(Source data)

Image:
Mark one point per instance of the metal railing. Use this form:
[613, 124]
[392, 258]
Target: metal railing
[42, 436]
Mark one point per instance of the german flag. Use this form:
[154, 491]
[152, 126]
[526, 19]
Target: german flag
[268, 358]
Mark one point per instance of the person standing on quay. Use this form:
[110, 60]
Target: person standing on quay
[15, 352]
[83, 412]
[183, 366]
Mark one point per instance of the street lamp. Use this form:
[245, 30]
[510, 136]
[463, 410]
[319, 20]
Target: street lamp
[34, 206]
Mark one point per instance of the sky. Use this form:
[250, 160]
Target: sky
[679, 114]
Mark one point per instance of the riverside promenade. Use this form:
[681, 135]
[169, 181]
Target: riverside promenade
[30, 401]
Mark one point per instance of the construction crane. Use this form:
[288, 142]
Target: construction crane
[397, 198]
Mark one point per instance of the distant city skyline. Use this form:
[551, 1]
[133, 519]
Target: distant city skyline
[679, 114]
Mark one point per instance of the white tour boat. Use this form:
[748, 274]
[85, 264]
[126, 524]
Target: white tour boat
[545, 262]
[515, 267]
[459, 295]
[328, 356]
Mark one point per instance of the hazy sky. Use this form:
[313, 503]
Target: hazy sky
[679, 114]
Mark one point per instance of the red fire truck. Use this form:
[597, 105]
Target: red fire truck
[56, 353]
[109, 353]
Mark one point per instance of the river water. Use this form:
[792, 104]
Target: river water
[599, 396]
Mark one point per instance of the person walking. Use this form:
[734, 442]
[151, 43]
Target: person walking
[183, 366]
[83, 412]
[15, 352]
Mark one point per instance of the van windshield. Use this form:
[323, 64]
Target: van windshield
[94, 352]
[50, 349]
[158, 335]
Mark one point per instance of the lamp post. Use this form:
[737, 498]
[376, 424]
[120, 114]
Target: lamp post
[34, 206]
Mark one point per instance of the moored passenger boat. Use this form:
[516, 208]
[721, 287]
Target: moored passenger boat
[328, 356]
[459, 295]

Directions for this task:
An accurate, complete transcription of the records above is needed.

Exercise response:
Image:
Mark one point per instance of the metal railing. Use this form:
[613, 124]
[392, 258]
Target: metal railing
[42, 436]
Mark one point per instance of the german flag. Use this form:
[154, 491]
[152, 126]
[526, 19]
Target: german flag
[268, 358]
Mark one point per instance of the person standing on quay. Use this form:
[110, 60]
Target: person standing on quay
[15, 352]
[83, 412]
[183, 366]
Mark one point per instance of the street lamp. Use this form:
[245, 30]
[510, 136]
[463, 410]
[319, 20]
Target: street lamp
[34, 206]
Mark one point per instance of the sky. Use this form:
[250, 160]
Target: sky
[679, 114]
Mark one point per instance of the riverside promenade. Use this form:
[681, 135]
[169, 181]
Target: riverside promenade
[30, 401]
Mark one point per instance of the construction crane. Use this form:
[288, 142]
Target: construction crane
[397, 198]
Mark one point per instance of the distant city skyline. Use this form:
[551, 1]
[133, 519]
Target: distant city skyline
[679, 114]
Mark one point per instance of the white tour boat. Use this form:
[748, 274]
[85, 264]
[126, 524]
Target: white tour boat
[545, 262]
[515, 267]
[459, 295]
[328, 356]
Mark one point per instance of the hazy sky. Use this form:
[313, 503]
Target: hazy sky
[679, 114]
Mark one point per instance of the red fire truck. Use this form:
[597, 105]
Target: red fire truck
[56, 353]
[109, 353]
Mark one point per instance of the river water. Use this form:
[792, 104]
Target: river water
[599, 396]
Mark one point per instance of the person walking. Use this form:
[734, 442]
[151, 43]
Target: person walking
[183, 366]
[83, 412]
[15, 352]
Mark one point per instance of the van windshield. Use this form:
[323, 64]
Target: van windshield
[94, 352]
[50, 349]
[158, 335]
Mark one point per instance of the lamp post. Use this form:
[737, 498]
[376, 424]
[120, 114]
Target: lamp post
[34, 206]
Mark one point per instance of the moored passenger boat. Use this form:
[516, 208]
[721, 287]
Target: moored passenger boat
[328, 356]
[459, 295]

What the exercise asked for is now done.